:: Exercise directions ::
Look below for the line that has "column 272, row 435". Set down the lines from there through the line that has "column 670, row 59", exactly as written.

-------- Source information

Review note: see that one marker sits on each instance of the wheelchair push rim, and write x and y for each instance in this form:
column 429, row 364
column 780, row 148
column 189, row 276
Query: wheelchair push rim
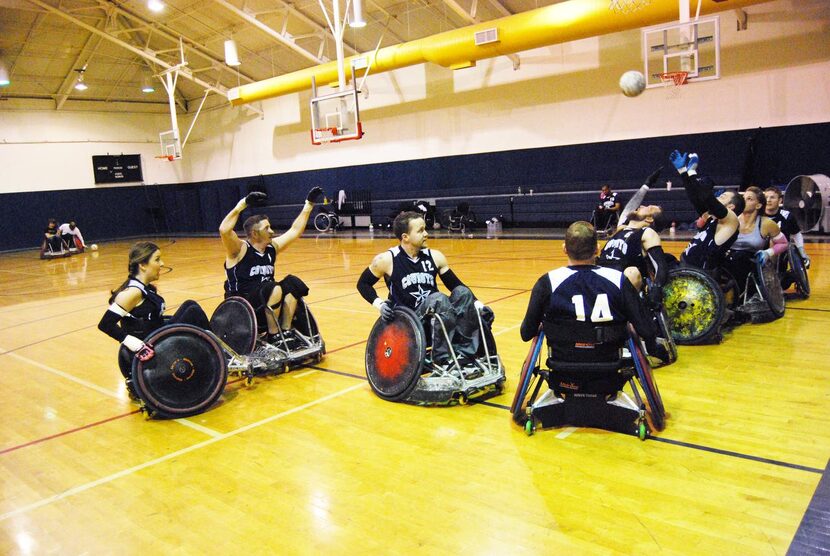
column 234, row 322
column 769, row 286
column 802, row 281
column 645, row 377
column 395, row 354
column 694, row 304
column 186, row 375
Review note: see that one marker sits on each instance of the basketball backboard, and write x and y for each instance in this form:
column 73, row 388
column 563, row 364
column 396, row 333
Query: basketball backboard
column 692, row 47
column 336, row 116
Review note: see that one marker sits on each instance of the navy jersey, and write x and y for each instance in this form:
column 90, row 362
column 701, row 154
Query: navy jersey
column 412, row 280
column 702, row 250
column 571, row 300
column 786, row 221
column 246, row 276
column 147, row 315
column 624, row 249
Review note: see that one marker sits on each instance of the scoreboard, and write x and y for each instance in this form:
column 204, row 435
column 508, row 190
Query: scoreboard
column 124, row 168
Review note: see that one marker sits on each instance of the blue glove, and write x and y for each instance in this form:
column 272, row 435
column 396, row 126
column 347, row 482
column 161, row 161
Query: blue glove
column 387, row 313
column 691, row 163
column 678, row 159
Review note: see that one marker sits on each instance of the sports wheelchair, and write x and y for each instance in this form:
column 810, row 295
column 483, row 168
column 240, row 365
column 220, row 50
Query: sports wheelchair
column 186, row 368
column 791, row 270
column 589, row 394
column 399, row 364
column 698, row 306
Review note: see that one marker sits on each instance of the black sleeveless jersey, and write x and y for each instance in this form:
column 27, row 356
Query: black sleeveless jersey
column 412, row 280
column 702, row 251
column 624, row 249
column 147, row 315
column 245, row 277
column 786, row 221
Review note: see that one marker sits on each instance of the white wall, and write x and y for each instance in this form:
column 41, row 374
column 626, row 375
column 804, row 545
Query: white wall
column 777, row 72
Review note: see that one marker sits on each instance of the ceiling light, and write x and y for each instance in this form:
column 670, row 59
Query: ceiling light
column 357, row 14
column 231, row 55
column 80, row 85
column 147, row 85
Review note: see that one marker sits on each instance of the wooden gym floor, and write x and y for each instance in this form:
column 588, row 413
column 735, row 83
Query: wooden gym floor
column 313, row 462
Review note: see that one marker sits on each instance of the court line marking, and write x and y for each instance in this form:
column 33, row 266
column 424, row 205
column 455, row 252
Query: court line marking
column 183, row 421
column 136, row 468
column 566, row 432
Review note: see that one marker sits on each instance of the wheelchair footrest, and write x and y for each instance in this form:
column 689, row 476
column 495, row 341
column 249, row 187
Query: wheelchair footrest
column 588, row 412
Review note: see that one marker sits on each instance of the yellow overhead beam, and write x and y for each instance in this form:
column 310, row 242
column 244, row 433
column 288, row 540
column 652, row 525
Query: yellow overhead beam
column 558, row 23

----------------
-------- Source information

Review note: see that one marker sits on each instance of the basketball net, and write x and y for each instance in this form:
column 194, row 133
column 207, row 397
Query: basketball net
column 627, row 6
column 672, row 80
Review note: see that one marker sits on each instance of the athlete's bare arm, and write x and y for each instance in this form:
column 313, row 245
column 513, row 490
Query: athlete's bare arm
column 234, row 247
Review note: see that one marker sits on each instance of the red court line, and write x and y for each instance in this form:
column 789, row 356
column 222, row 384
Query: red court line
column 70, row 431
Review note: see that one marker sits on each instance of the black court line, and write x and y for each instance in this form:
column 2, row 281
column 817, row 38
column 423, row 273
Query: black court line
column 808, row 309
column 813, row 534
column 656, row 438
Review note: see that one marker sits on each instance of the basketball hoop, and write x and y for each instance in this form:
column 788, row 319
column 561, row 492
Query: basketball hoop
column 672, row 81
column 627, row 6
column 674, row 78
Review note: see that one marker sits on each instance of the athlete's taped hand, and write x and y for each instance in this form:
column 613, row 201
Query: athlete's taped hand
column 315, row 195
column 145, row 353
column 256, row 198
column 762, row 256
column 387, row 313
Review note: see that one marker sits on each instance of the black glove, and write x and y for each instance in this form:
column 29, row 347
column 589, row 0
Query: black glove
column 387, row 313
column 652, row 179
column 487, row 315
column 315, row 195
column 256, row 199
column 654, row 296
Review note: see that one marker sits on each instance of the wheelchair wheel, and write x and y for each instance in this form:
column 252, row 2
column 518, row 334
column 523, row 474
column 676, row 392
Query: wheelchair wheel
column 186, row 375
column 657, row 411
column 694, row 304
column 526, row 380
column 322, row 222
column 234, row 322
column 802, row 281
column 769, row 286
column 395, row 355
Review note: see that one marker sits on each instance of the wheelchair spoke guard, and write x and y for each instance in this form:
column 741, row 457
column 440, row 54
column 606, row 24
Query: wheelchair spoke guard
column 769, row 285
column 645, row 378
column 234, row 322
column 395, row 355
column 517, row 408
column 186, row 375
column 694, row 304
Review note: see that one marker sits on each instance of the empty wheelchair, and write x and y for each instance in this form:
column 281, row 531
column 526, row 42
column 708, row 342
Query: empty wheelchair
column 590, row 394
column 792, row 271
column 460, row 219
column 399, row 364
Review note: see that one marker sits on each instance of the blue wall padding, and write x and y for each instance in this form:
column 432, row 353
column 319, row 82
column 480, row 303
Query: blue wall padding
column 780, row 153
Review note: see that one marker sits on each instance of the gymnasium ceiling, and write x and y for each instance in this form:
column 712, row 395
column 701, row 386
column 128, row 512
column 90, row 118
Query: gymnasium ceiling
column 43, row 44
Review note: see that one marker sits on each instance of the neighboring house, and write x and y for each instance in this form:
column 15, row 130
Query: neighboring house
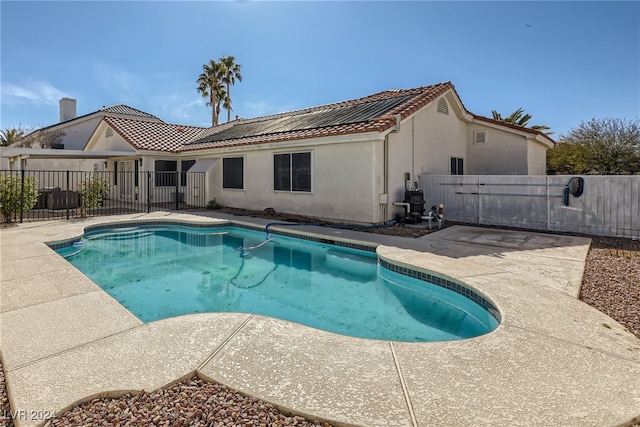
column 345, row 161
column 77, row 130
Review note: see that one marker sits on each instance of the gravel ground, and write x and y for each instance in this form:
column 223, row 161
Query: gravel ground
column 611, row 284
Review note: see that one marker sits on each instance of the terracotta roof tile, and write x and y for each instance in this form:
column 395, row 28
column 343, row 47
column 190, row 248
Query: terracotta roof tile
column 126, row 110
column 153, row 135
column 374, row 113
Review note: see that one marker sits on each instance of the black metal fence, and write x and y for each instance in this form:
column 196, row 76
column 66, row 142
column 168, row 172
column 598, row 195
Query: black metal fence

----------------

:: Task result ::
column 272, row 435
column 396, row 126
column 347, row 482
column 161, row 161
Query: blue glove
column 387, row 313
column 691, row 163
column 678, row 159
Review note: see that one marker sits on each instance of the sports wheelchair, and write x and y for each instance in this form:
column 810, row 295
column 483, row 168
column 240, row 365
column 220, row 50
Query: sports wheelchair
column 186, row 368
column 791, row 270
column 589, row 394
column 399, row 364
column 698, row 306
Review note: see that one marker sits on each instance of the black sleeveless jersey, and write x and y for each instance in this form:
column 27, row 356
Query: black sleeveless jersey
column 412, row 280
column 702, row 251
column 624, row 249
column 147, row 315
column 245, row 277
column 786, row 221
Review note: see that one marker sits on each instance of the white wall, and write x and y for each instance in this form:
column 41, row 374
column 626, row 375
column 804, row 545
Query: white wall
column 777, row 72
Review note: see that one marker sits on each instance of the ceiling light, and write x and y for each instance in this form:
column 670, row 59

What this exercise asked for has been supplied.